--- START Text provided ---
Turbulence is an order-disorder phenomenon belonging to the field of statistical physics [1]. Ordinary people intuitively associate chaos and turbulence to be inherently linked with disorder. However, the scientific terminology is exactly the opposite. In this article, the smooth laminar flow defines the phase in a fluid being in disorder, but the more it is externally excited and becomes turbulent, by symmetry breaking, the more order appears. It will be shown that order in turbulent flows is defined by the fluctuation intensity or its turbulent kinetic energy. Therefore, the constant velocity of laminar flow (stress parameter) is not a result of symmetry breaking like the occurrence of a well-defined magnetization (order parameter) in a magnetic system is. As a result, we can say that a laminar flow, with the turbulence intensity as order parameter, shows full translational and rotational symmetries. Usually for large Reynolds number it is believed that a flow approaches homogeneous and isotropic turbulence, which is statistically without structure and therefore, would show the highest symmetry. However, microscopically this is not the case. If in a model consideration small vortices are assumed to occur in the infinite Reynolds number limit their number tends to infinity and their diameter to zero. Thus, to conclude that they disappear is a wrong inference. Finally, the result is that usually the creation of an ensemble of different structure scales, especially small ones, leads to much lower symmetries. On the other hand, in macroscopic models of turbulence (with a cut-off of e.g., high-wavenumber eddies) such assumptions are allowed to be made and, thereby, a virtual higher symmetry may be assumed that leads to simpler results in this limiting case. As a result of all these considerations, a corresponding generalized entropy (see e.g., [2]) for increasing Reynolds number decreases. An increasing stress of a fluid dynamic system is described by an increasing characteristic velocity of the physical system, or in a dimensionless number presentation, by an increasing overall Reynolds number, R e 0 [3]. Therefore, flows with the highest turbulence intensity are occurring when its Reynolds number is infinite. Order in such systems has to do with cooperative behavior, and it usually occurs when a critical value of the external stress is exceeded; in our case this is the critical overall Reynolds number R e 0 c .
--- END Text provided ---
--- START Material supplied ---
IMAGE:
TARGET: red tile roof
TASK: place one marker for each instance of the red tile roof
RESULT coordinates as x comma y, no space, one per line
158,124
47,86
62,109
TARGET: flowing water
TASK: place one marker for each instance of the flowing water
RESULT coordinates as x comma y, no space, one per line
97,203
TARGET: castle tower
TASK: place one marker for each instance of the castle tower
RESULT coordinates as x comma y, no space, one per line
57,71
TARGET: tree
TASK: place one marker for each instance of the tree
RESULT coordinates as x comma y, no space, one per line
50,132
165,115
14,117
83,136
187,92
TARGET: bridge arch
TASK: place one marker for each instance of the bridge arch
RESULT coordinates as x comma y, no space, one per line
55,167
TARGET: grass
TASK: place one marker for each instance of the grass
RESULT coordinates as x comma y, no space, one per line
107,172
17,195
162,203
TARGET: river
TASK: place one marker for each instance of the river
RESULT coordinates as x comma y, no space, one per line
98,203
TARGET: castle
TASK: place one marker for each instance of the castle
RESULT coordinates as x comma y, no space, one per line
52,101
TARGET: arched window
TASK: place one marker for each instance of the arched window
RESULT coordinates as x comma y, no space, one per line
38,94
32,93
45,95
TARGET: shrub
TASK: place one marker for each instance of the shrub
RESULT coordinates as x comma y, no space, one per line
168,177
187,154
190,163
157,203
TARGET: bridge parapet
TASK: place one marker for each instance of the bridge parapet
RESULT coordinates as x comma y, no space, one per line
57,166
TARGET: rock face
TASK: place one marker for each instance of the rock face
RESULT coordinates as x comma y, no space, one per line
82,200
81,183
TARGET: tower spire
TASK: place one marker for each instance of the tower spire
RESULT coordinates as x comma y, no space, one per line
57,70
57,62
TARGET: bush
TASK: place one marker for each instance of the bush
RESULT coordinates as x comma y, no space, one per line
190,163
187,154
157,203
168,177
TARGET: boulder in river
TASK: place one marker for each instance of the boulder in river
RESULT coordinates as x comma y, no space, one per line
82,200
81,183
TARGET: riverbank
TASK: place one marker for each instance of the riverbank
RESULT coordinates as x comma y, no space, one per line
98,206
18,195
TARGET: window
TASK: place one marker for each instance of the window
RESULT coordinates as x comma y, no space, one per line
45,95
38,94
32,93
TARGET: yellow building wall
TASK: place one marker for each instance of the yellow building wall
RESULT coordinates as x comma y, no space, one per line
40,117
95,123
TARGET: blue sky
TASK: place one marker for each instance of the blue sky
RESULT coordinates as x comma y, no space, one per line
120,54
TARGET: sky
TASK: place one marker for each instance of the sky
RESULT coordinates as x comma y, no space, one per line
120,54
--- END Material supplied ---
## Exercise objective
According to the text on turbulence, what defines order in turbulent flows? The listing isn't needed here.

## Answer for this exercise
The fluctuation intensity, or its turbulent kinetic energy.